INFORMATION PROVIDED Start Marker

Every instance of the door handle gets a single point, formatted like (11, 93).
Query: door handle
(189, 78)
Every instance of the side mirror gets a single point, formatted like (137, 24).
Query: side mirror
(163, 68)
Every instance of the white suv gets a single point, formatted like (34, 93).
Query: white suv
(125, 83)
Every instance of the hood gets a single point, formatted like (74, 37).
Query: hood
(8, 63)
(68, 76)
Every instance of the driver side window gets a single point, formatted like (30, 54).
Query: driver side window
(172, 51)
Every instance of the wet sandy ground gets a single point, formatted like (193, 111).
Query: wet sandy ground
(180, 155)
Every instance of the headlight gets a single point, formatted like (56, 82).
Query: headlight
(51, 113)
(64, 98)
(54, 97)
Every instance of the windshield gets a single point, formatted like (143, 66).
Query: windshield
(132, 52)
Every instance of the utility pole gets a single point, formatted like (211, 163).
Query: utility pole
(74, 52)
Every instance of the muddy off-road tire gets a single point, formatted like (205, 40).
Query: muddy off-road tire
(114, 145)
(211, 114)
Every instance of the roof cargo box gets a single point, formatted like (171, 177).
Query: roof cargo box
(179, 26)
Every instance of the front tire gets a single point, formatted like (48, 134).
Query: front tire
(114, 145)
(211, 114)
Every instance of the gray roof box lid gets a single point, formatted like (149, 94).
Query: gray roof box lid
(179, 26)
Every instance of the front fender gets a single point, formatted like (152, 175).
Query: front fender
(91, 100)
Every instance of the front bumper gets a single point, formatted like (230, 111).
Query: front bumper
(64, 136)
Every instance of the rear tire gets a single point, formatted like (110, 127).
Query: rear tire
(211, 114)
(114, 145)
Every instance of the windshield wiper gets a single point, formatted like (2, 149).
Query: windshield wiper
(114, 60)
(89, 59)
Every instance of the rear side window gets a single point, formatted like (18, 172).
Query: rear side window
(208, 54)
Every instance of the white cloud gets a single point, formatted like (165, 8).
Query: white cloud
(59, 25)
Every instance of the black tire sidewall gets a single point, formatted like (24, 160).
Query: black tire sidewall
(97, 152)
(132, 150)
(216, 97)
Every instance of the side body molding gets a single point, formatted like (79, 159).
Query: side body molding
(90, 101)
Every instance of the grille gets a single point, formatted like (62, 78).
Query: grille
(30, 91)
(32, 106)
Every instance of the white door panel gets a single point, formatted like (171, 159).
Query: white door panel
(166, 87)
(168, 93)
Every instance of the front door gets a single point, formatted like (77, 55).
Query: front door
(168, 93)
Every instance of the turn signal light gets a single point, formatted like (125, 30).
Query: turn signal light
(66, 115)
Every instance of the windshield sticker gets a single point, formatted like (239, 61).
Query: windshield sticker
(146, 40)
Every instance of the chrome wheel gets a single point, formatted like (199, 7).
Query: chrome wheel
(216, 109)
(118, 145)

INFORMATION PROVIDED End Marker

- **WHAT IS EXPECTED**
Each record has to be given again exactly as written.

- **SOLVED EXERCISE**
Every instance of the door handle gets a single point, formatted like (11, 93).
Query: door handle
(189, 78)
Every instance of the side mirror gets a single point, formatted like (137, 24).
Query: side mirror
(163, 68)
Every instance of the white suv gets a single point, formatted like (34, 93).
Query: white suv
(125, 83)
Every instance of the hood gets a single point, formatted like (74, 37).
Query: hood
(8, 63)
(68, 76)
Every instance of the driver side window gets a single point, formatted like (30, 54).
Query: driver side window
(172, 51)
Every instance of the wet sandy ground gets a single point, formatted like (193, 111).
Query: wet sandy ground
(180, 155)
Every instance of the headlight gets a single point, formatted like (56, 82).
Query: headlight
(51, 113)
(64, 98)
(54, 97)
Every instance of the windshield gets a single point, formatted like (143, 66).
Query: windshield
(132, 52)
Every instance of the utility pole gets a single point, formatted like (211, 163).
Query: utility pole
(74, 52)
Every instance of the muddy off-road tire gets a single point, formatted like (205, 40).
Query: muddy off-road tire
(114, 145)
(211, 114)
Every instance of the roof cargo box gets a single point, formatted like (171, 177).
Query: roof cargo box
(179, 26)
Every instance of the front tire gets a single point, formatted like (48, 134).
Query: front tire
(114, 145)
(211, 114)
Every instance of the gray roof box lid gets a single point, formatted like (149, 94).
Query: gray roof box lid
(179, 26)
Every instance of the front fender gets a single point, formatted like (152, 175).
Query: front fender
(91, 100)
Every instance of the front bumper gets a single point, formatted like (230, 111).
Query: front bumper
(64, 136)
Every instance of the rear tire gets a single point, formatted like (110, 127).
Query: rear tire
(211, 114)
(114, 145)
Every instance of the windshield wiper gets a single point, formatted like (2, 149).
Query: windshield wiper
(114, 60)
(89, 59)
Every instance of the rear side window gets a single point, formatted like (18, 172).
Query: rear side window
(208, 54)
Every instance of the white cloud gets a single point, formatted like (165, 8).
Query: white cloud
(59, 25)
Every instance of the black tire sidewall gets a single point, formatted like (24, 160).
Query: black tire sidewall
(97, 152)
(132, 150)
(216, 97)
Every instance of the side body molding gets a single point, formatted like (79, 159).
Query: side body molding
(90, 101)
Every instance of the grille gets a single point, formatted like (62, 78).
Query: grille
(30, 91)
(32, 106)
Every instance of the white door panel gets a single point, formatted like (171, 159).
Query: white door panel
(166, 87)
(168, 93)
Every instance of the front door gets a single point, formatted like (77, 55).
Query: front door
(168, 93)
Every instance of the turn signal light gets a single point, formatted like (125, 30).
Query: turn signal light
(66, 115)
Every instance of the windshield sticker gets a single point, formatted like (239, 61).
Query: windshield sticker
(146, 40)
Every instance of the chrome wheel gets a single point, formatted like (199, 7).
Query: chrome wheel
(216, 109)
(118, 145)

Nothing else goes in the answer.